● Textauszug:
╭──

Diskriminierungserfahrungen in Stuttgart erfassen

Wir beantragen:

  1. Unter Hinzuziehung des Statistischen Amtes sowie der in Stuttgart beteiligten Träger in der Jugendhilfe, Drogenberatung und dem Antidiskriminierungsbüro wird die Lebenssituation und Wahrnehmungsmuster junger Menschen in Stuttgart und aus der Region durch aufsuchende qualitative Befragungen von wissenschaftlichen Expert*innen aus der Jugendforschung erhoben.

Im Rahmen der Erhebung sind folgende Fragestellungen aufzunehmen:

  • Welche Kenntnisse und Erfahrungen liegen von Mitarbeiter*innen aus Jugendhäusern, Mobiler Jugendarbeit, Release e.V., dem Antidiskriminierungsbüro, dem Projekt Partnerschaft für Demokratie und dem Forum der Kulturen vor?
  • Welche soziodemografischen Gruppen erleben insgesamt in besonderem Maße Diskriminierung? Hierbei sind neben relevanten Bereichen, wie dem Ausbildungs- und Arbeitsmarkt, dem Zugang zu Wohnraum und Alltagserfahrungen, insbesondere Erlebnisse in Bezug auf staatliche Behörden und städtische Ämter zu erfassen, und ob sie Ordnungskräfte sowie die Polizei als Bedrohung wahrnehmen.
  • Welche soziodemografischen Gruppen erleben im öffentlichen Raum Personenkontrollen, die sie persönlich als Praxis des „racial profiling“ bezeichnen würden?
  • Empfinden junge Menschen die gesellschaftlichen Verhältnisse in Stuttgart als gerecht?
  • Welche soziodemografischen Gruppen sind in besonderem Maße von prekären Lebensbedingungen betroffen und wie wirkt sich dies auf ihre Lebenszufriedenheit aus?
  • Wie wirkt sich wahrgenommene Diskriminierung auf die subjektiven Zukunftsaussichten der Befragten aus? Verringert die Wahrnehmung von Alltagsdiskriminierung die Schwelle zur Gewaltanwendung?
  • Wie kann aus Sicht von Betroffenen das Vertrauen in staatliche Institutionen gestärkt werden?

╰──

● Untersuchte Daten:
╭──

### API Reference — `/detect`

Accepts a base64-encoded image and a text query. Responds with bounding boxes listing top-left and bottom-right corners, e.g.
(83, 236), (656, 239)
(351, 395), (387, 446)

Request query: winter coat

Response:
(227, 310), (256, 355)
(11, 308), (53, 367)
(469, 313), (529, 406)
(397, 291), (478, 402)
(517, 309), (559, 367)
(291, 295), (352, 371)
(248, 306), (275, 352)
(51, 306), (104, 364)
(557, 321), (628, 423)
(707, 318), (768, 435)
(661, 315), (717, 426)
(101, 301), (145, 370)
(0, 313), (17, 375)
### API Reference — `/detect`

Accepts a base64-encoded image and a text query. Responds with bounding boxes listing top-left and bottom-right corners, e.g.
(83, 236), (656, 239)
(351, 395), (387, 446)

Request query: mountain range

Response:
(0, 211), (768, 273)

╰──

● Aufgaben:
1. Zählen Sie alle Einrichtungen und Projekte auf, deren Mitarbeiter*innen in der ersten Fragestellung des Antrags zu Diskriminierungserfahrungen in Stuttgart genannt werden.
2. Schreiben Sie den Antrag von „Im Rahmen der“ bis einschließlich „der Kulturen vor?“ erneut ab und ersetzen Sie dabei „Jugendhäusern“ durch „Jugendzentren“.
3. Führen Sie den Antrag zu Diskriminierungserfahrungen in Stuttgart ab seinem Ende weiter.

● Lösungen:
1.
- Jugendhäuser
- Mobile Jugendarbeit
- Release e.V.
- das Antidiskriminierungsbüro
- das Projekt Partnerschaft für Demokratie
- das Forum der Kulturen

2.
Im Rahmen der Erhebung sind folgende Fragestellungen aufzunehmen:

  • Welche Kenntnisse und Erfahrungen liegen von Mitarbeiter*innen aus Jugendzentren, Mobiler Jugendarbeit, Release e.V., dem Antidiskriminierungsbüro, dem Projekt Partnerschaft für Demokratie und dem Forum der Kulturen vor?

3.
  1. Wir regen gleichzeitig an, in Zusammenarbeit mit dem Polizeipräsidium Stuttgart eine qualitative Befragung von Polizeibeamt*innen vorzunehmen, um im Sinne der oben genannten Fragestellungen die spiegelbildlichen Wahrnehmungsmuster gegenüber jungen Menschen zu erheben und Auskunft darüber zu erlangen, ob aus der Eigenwahrnehmung der Polizist*innen Diskriminierungsmuster in der polizeilichen Aufgabenerfüllung bestehen.

Auf den so gewonnenen empirischen Erkenntnissen können Strategien aufsetzen, um zu einem gewaltfreien und respektvollen Verhältnis zwischen Polizei und jungen Menschen beizutragen.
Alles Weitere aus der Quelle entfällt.